▶ [Sağlanan metin]
☆ ☆ ☆

Yeni yayın döneminde sizleri neler bekliyor?

Yıllar sonra hayatına eklenenler ve hayatından çıkanlar iyice fazlalaştığında, aklındakileri başkalarına aktarmak isteği yanıp tutuştuğunda, uzun süredir ertelediğin "yav şuraya bi blog koymuştum, nerde ki?" sorgulamasının yeri ve zamanı diyerek, yazmaya ve önüne geleni veya gelmeyeni "irde irde bırakmaya" yöneliyorsun. Daha önce de uzun ara verdikten sonra kestiğim kurdeleyi terziye tamir ettirip, neler yazayım neler yazmayayım neler değişti kısmına geçiyorum:


  • Eskiden yaptığım karambol timurlenk şakalarının, kelime oyunlarının özlemini çekiyorum ve bunlar bol miktarda gelecek görünüyor. Yine ipin ucu kaçıp "birbiriyle alakasız kelimelerin sık kullanımı sonrası kara mizah film repliği oluşturmak" kıvamında mı olacak, yoksa "recep ivedik şakalarına nişantaşında yeniyormuş hissi vermek adına yanına bir tutam biberiye koyup sunum kasmak" gibi şımarık minimalist bir havaya mı bürünecek kimbilir.

espri level: 1


  • Duygusal yoğunluktaki azalma, veya daha doğru olarak diyebiliriz ki "stabilite" eski çoşkunluğu ve aşk denizini sağlar mı benim de merak ettiğim bir sorunsal. "gözlerinin içi gülüyordu" yerine "serdar ortaç göbekten niye siyah zeytin yedi?" kafasına topluca ulaştığımız şu günlerde anlatabilir miyim, sen anlar mısın, değer mi hiç değer mi değer mi söyle bir rüyaa ömür boyu sürererereskgjdskh.

☆ ☆ ☆

▶ [Verilen görevler]
A - Blog yazısında "espri level: 1" ile "ömür boyu sürererereskgjdskh." arasındaki bölümü, iki uç da dahil olmak üzere aynen tekrar yazın.
B - Blog yazısını son cümlesinden sonra başlayarak devam ettirin.

☆ ☆ ☆

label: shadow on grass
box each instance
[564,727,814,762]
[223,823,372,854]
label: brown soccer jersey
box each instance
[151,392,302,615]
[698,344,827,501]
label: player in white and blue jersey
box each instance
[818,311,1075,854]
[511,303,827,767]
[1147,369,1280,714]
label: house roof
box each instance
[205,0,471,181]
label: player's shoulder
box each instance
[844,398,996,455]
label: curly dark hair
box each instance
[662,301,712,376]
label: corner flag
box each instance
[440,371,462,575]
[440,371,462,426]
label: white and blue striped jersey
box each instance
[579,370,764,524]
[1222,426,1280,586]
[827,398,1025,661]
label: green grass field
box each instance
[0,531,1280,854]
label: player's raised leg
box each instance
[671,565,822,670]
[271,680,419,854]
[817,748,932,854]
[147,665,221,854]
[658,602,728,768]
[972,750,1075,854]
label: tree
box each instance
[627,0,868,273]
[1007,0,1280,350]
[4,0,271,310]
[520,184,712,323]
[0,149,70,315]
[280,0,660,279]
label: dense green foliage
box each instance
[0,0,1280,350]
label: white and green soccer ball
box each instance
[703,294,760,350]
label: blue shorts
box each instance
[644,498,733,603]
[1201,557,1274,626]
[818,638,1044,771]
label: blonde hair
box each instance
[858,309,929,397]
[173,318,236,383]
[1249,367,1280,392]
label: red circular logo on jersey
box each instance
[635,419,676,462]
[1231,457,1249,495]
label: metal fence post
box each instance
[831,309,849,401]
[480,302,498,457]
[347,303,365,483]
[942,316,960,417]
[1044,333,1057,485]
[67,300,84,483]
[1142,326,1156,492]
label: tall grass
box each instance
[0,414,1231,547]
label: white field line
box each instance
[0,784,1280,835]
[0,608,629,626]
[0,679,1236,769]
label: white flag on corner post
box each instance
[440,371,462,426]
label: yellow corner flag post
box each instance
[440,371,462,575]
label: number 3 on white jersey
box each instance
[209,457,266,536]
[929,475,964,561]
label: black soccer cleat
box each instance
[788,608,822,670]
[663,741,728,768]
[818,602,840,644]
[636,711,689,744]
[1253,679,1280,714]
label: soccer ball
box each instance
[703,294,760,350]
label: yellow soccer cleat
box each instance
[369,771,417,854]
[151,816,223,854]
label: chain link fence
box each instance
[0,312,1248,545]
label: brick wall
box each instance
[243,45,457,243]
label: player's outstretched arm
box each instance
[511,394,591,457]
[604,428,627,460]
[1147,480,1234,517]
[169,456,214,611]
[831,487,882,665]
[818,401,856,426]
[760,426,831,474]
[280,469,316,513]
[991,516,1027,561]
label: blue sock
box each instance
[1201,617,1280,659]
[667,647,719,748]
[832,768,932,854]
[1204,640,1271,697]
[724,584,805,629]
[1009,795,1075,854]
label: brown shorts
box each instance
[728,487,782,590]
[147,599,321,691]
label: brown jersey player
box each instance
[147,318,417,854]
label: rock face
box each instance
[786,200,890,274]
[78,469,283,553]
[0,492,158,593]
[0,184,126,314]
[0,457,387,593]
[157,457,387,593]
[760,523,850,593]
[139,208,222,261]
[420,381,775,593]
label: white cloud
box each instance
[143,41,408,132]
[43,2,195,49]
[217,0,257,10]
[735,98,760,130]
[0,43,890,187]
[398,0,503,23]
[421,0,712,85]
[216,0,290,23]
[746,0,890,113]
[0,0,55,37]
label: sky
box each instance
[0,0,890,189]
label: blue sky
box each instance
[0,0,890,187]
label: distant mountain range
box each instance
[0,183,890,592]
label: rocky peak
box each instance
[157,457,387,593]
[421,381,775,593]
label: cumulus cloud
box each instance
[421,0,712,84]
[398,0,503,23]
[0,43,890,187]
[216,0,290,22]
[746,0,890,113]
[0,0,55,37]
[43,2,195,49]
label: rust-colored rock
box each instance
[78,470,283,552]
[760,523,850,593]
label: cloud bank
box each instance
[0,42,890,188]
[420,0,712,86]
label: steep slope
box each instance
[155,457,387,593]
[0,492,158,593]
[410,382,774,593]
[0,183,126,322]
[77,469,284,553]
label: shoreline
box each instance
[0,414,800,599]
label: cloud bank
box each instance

☆ ☆ ☆

▶ [Sırayla yanıtlar]
A -
espri level: 1


  • Duygusal yoğunluktaki azalma, veya daha doğru olarak diyebiliriz ki "stabilite" eski çoşkunluğu ve aşk denizini sağlar mı benim de merak ettiğim bir sorunsal. "gözlerinin içi gülüyordu" yerine "serdar ortaç göbekten niye siyah zeytin yedi?" kafasına topluca ulaştığımız şu günlerde anlatabilir miyim, sen anlar mısın, değer mi hiç değer mi değer mi söyle bir rüyaa ömür boyu sürererereskgjdskh.

B -
gemlik in my mouth!
Siyah Gemlik in da house!


  • Burda bahsetmek istediğim önemli ve önemsiz bir durum var; bazı günleri boklayan, sinirleyen, tahammül sınırlarını zorlayan ve viyana kapılarına dayanan gelirgeçer olayları hepimiz yaşamaktayız ve yaşayacağız. Arada benim de keyfimi bozsa da, çevremde değer verdiklerimin sıkıntıya düşmesini izlemekten hala nefret ediyorum. "tam aydınlanacağım bi gülme geliyor" karikatürünü paylaşan kız arkadaşlarımız var elbet, ama "keyfiniz kaçınca da şerbetsiz kemalpaşa tatlısına, tırtıl kozasına, vefa bozasına dönişiviriyirsiniz hinfindi" diyesim geliyor çılgın atarak.
gelmesin mi?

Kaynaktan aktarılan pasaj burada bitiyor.